Segment Start: Text under study
Mosaic of the triumph of Bacchus, 3rd century, Sousse Museum (Tunisia). (photo wikimedia commons).

For the Romans, mulsum was not to be drunk lightly; it was not lora (piquette) or even merum (pure wine). It was drunk as an aperitif (gustatio) or at banquets for special occasions. The historian Titus Livius[6] and the poet Plautus[7] tell us that victorious soldiers were rewarded with it during a triumph. In a play that greatly inspired Molière, Plautus portrays a miser who tries to bargain with the goddess Fides: if she helps him discover a pot full of gold, he will offer her a cask full of mulsum[8]. It’s like having your cake and eating it too, as we would say today.
Segment End: Text under study
Segment Start: Material provided
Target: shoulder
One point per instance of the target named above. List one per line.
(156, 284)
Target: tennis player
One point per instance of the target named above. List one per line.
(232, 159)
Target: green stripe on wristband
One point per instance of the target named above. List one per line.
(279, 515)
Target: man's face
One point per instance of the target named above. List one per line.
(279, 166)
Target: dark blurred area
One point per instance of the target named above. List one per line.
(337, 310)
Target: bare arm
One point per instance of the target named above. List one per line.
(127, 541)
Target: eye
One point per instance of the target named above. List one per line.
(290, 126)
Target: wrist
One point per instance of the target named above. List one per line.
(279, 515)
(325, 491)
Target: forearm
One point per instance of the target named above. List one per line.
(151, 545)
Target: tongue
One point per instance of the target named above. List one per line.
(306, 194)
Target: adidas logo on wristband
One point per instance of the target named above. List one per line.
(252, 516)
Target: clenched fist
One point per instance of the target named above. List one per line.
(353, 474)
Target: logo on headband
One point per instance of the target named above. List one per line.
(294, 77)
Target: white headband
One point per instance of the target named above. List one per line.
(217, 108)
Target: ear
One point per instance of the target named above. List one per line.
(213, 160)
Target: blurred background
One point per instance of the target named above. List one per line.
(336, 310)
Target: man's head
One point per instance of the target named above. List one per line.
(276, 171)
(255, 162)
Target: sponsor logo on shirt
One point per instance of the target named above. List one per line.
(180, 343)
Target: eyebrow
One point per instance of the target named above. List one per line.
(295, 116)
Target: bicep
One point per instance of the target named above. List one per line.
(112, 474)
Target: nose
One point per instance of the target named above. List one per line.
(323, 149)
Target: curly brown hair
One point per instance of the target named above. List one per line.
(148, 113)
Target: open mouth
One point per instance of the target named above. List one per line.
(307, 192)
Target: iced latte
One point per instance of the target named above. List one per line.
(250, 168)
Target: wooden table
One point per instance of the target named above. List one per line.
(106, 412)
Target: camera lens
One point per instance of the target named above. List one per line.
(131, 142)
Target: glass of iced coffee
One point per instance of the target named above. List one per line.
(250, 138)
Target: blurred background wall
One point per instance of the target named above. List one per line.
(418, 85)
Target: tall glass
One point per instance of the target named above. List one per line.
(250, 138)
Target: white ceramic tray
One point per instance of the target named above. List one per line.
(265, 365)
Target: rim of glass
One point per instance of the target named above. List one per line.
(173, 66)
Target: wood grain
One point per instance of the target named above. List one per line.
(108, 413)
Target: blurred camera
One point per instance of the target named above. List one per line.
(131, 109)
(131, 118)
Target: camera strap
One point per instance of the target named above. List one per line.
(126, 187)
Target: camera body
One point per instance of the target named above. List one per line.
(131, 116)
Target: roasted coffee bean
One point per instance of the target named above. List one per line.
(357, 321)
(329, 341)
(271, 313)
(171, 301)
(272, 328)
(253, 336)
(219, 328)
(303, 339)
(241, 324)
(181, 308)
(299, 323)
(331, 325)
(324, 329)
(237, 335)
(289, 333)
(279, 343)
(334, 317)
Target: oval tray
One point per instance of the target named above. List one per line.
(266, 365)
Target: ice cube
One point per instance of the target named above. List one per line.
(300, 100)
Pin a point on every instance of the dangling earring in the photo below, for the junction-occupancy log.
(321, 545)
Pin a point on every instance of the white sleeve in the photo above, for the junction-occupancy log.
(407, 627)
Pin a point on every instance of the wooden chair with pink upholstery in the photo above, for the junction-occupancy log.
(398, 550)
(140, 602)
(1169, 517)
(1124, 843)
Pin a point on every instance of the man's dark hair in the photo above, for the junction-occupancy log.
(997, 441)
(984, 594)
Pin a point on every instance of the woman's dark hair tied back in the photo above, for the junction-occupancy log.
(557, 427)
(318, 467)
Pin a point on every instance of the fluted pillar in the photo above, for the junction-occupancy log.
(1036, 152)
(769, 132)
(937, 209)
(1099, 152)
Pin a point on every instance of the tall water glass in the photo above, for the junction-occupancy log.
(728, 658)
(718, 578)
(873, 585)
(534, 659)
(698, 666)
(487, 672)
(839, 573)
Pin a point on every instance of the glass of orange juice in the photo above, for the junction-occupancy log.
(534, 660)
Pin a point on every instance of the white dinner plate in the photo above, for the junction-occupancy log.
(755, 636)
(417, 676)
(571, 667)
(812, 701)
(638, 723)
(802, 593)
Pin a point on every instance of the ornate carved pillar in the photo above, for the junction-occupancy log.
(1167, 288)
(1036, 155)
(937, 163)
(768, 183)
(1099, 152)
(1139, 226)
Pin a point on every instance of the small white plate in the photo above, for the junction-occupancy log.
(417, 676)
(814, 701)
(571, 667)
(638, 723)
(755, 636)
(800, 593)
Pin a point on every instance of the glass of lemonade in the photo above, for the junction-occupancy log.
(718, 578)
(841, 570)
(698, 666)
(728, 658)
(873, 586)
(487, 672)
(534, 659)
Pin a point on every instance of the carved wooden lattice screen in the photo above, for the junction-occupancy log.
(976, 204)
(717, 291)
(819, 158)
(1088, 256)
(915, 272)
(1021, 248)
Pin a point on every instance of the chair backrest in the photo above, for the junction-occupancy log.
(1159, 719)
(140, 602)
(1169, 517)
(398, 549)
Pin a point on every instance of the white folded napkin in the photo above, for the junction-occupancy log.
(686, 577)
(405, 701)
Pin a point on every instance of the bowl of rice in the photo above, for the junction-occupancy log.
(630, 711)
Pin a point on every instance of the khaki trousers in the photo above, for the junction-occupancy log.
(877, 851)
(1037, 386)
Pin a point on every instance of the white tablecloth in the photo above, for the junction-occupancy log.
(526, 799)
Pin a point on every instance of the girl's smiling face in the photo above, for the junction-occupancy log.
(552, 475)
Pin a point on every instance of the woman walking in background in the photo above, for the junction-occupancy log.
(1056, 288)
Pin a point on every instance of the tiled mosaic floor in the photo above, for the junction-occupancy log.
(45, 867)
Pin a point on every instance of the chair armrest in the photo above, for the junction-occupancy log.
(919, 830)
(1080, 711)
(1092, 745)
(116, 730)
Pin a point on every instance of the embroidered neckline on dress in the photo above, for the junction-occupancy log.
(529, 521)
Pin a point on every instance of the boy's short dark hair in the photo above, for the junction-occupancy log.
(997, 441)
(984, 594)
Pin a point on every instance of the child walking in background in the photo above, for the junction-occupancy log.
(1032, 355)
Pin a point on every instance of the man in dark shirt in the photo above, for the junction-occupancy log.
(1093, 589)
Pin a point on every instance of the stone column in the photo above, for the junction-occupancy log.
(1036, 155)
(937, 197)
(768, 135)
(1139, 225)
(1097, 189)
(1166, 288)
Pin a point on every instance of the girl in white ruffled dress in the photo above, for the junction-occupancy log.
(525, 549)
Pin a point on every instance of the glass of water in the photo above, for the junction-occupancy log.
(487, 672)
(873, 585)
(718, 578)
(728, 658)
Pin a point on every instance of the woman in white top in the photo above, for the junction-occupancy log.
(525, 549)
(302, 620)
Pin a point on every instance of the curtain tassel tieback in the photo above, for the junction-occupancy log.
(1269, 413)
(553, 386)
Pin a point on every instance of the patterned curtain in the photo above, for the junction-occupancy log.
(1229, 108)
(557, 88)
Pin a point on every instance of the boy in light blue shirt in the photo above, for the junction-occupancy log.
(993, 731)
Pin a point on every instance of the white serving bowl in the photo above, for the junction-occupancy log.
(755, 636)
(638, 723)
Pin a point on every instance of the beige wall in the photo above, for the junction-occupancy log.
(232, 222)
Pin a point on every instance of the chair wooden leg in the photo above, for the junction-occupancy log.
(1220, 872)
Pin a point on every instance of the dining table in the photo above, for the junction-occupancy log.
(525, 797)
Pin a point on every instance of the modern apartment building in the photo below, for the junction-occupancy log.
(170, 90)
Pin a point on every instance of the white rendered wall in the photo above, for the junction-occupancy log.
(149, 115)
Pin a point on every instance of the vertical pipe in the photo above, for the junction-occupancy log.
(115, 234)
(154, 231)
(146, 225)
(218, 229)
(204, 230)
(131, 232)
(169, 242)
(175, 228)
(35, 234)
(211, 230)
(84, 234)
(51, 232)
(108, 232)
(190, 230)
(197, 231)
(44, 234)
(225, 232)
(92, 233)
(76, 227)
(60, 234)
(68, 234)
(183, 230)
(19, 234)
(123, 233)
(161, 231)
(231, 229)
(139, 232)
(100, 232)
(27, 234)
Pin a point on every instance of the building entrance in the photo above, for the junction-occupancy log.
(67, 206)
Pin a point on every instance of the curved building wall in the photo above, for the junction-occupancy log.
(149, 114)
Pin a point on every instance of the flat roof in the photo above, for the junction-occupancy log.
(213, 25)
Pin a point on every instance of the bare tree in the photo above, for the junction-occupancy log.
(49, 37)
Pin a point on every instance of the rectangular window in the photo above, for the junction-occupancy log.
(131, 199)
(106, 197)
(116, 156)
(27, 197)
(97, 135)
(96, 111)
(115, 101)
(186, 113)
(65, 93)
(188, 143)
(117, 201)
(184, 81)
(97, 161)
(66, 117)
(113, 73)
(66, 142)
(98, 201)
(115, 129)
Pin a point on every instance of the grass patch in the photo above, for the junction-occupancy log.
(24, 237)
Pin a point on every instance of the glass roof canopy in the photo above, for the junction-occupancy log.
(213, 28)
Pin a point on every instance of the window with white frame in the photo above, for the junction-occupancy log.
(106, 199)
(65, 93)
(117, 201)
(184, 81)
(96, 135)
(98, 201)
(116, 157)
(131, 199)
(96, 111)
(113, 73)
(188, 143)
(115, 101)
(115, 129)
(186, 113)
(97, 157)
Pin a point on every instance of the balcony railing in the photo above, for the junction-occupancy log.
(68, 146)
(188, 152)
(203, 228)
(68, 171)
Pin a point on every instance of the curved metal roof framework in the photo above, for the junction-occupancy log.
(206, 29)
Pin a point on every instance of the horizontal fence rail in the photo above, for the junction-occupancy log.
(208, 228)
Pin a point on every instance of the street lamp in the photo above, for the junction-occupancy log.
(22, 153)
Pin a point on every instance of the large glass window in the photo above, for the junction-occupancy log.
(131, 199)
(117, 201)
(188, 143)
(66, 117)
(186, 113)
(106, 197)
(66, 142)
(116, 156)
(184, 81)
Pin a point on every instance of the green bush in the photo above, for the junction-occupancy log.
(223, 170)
Segment End: Material provided
→ Things to do
A - According to the text on Roman mulsum, on what occasions was mulsum drunk?
B - For each statement below, state whether it agrees with the text on Roman mulsum, and quote the words of the text that decide it. (i) Mulsum was a drink taken lightly by the Romans. (ii) Victorious soldiers were rewarded with mulsum during a triumph. (iii) In the play by Plautus, the miser promises the goddess Fides a pot full of gold.
C - Proceed with the text on Roman mulsum, continuing after its final sentence.

→ Answers to this exercise
A - It was drunk as an aperitif (gustatio) or at banquets for special occasions.

B -
(i) No: "For the Romans, mulsum was not to be drunk lightly."
(ii) Yes: "victorious soldiers were rewarded with it during a triumph."
(iii) No: "if she helps him discover a pot full of gold, he will offer her a cask full of mulsum."

C -
In addition to being delicious, mulsum was reputed to be healthy. Quoting Varon, Pliny indicates that jaundice was nicknamed “royal disease” because it was treated by drinking honeyed wine. He also specifies that “this beverage reminds one of one’s appetite; taken cold, it relaxes the stomach, and taken hot it commonly tightens it”. Then he gives an anecdote: to the emperor Augustus who asked him how he stayed in shape until he was 100 years old, a certain Romilius Pollio answered: intus mulso, foris oleo (honeyed wine inside, oil outside) [9].

Such a treasure could not disappear with the Roman Empire: after having survived anonymously, it reappeared in the 14th century under the name of hypocras. A name given in honour of Hypocrates the physician, to underline the curative virtues of the drink. Another tribute to Greece.

[1] Pliny, Naturalis historia, XIV, VI (53)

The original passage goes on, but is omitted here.